TRECHO SELECIONADO:
((

SEMINÁRIO INTERNACIONAL EDUCAÇÃO SUPERIOR E SUAS TENDÊNCIAS PARA O
SÉCULO XXI – Campo Grande-MS - 1999
TEMA: UNIVERSIDADE E DESENVOLVIMENTO SUSTENTÁVEL
Fani Mamede
A EDUCAÇÃO AMBIENTAL E OS
DESAFIOS DO SÉCULO XXI
A Agenda XXI é um documento assinado por 170 países,
durante a RIO-92, a Conferência das Nações Unidas para o Meio Ambiente.
Representa o maior esforço conjunto feito por governos
de todo o mundo, reunindo ações e estratégias que combinem desenvolvimento
econômico e social com proteção do meio ambiente.
O
Capítulo 36, “Promovendo a Conscientização Ambiental” é que trata mais
especificamente da educação e do papel a ela reservado na promoção do
desenvolvimento sustentável.
Segundo o texto deste capítulo,
países, escolas e/ou instituições, assim como organizações internacionais devem
empreender dois esforços principais: o primeiro está relacionado à universalização
da educação básica e à diminuição do analfabetismo, propondo a meta de
atendimento à população infantil com idade escolar, em no mínimo 80% até o ano
2000.
Contempla também a população
adulta, falando em treinamento, desenvolvimento de habilidades para o trabalho
e de aperfeiçoamento técnico.
O segundo esforço está mais
diretamente referido à educação ambiental, recomendando que seja ensinada em
todos os níveis e que integre os conceitos de meio ambiente e desenvolvimento,
enfatizando na discussão os problemas locais. Valoriza tanto a educação formal
quanto a educação não formal.

))

TAREFA PROPOSTA 1:
Reproduza palavra por palavra as linhas dos registros, começando na linha que contém "One point lands on every instance of the carved floral" e terminando na linha que contém "pixel 571 450", incluindo as duas.

[Registros de anotação de posição]
((

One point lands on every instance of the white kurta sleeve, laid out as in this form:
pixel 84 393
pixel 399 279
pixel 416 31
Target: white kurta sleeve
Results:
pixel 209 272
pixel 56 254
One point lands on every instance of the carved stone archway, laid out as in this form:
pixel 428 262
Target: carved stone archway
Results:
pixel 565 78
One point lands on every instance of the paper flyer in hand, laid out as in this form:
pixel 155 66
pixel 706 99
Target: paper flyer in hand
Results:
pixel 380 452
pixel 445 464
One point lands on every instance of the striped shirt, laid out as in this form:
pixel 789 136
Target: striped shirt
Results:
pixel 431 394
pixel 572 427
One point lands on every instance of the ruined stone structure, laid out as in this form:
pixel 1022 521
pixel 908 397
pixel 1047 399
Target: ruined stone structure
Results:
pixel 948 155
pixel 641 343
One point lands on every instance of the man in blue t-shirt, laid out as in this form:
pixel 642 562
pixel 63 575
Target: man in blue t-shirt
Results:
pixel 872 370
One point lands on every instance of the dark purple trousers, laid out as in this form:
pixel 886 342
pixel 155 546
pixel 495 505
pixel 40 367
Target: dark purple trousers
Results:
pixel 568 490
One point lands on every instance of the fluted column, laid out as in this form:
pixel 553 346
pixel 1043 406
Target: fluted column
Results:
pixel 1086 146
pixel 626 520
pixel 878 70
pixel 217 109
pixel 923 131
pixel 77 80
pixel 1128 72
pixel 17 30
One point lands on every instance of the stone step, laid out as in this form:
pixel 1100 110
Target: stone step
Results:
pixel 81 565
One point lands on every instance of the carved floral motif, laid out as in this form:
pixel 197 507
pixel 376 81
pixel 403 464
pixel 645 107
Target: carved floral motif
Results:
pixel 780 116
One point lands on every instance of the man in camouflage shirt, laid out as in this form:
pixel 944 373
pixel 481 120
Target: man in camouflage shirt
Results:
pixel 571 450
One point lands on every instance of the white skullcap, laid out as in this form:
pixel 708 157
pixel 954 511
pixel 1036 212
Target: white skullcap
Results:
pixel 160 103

))

TAREFA PROPOSTA 2:
Responda, com base no texto sobre educação ambiental:
(a) Quantos países assinaram a Agenda XXI?
(b) Qual capítulo trata mais especificamente da educação, e qual é o seu título?
(c) Qual é a meta mínima de atendimento à população infantil em idade escolar até o ano 2000?

RESPOSTA CORRETA 1:
One point lands on every instance of the carved floral motif, laid out as in this form:
pixel 197 507
pixel 376 81
pixel 403 464
pixel 645 107
Target: carved floral motif
Results:
pixel 780 116
One point lands on every instance of the man in camouflage shirt, laid out as in this form:
pixel 944 373
pixel 481 120
Target: man in camouflage shirt
Results:
pixel 571 450

RESPOSTA CORRETA 2:
(a) 170 países.
(b) O Capítulo 36, “Promovendo a Conscientização Ambiental”.
(c) No mínimo 80%.